• TASK SET
1 – Reproduce the part of the sermon below starting with "Aim: we are" and going on through "in our context.".
2 – For each statement, say yes or no to whether the sermon below agrees with it, quoting the words of the sermon that settle it: (a) the indigenous community is now a minority surrounded by a 67% Asian and Muslim faith community; (b) the congregation is made up mainly of young families; (c) the town is still a mono-religious community.

• PASSAGE TO READ

** Begin **

Trinity 17, Twenty-sixth in Ordinary time, Proper 21

Discern what God is doing

Numbers 11:4-6, 10-16, 24-29, Mark 9:38-50  


By Sarah Siddique Gill

Vicar of the Anglican churches of St Stephen and St James, Blackburn – Cross Cultural Ministry, with Multi-Lingual Services

Context: a Eucharistic service in a parish of a minority Christian community in a predominantly Muslim Town; Mainly elderly members with a few young families and children

Aim: we are not here to take charge - but to take initiatives

In the last forty years our Church has progressively experienced a changing demography. The town does not look the same. It looks a different land. The indigenous community has become a minority surrounded by a 67% Asian and Muslim faith community. It is no more a mono-religious community. It is exceedingly difficult to accept change. At times, we take solace in romanticising our past. And sometimes, we try to make sense of people whose culture and way of life is different. However, we are still called to live Jesus through our presence and engagement in the community. Our readings this morning encourage us to discern what God is doing in our context.

** End **

• SOURCE EXCERPT
** Begin **

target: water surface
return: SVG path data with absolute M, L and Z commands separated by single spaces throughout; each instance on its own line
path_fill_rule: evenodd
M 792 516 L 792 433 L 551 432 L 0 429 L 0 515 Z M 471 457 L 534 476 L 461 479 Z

** End **

• RESPONSES TO THE TASKS
1 –
Aim: we are not here to take charge - but to take initiatives

In the last forty years our Church has progressively experienced a changing demography. The town does not look the same. It looks a different land. The indigenous community has become a minority surrounded by a 67% Asian and Muslim faith community. It is no more a mono-religious community. It is exceedingly difficult to accept change. At times, we take solace in romanticising our past. And sometimes, we try to make sense of people whose culture and way of life is different. However, we are still called to live Jesus through our presence and engagement in the community. Our readings this morning encourage us to discern what God is doing in our context.

2 –
(a) Yes: "The indigenous community has become a minority surrounded by a 67% Asian and Muslim faith community."
(b) No: "Mainly elderly members with a few young families and children"
(c) No: "It is no more a mono-religious community."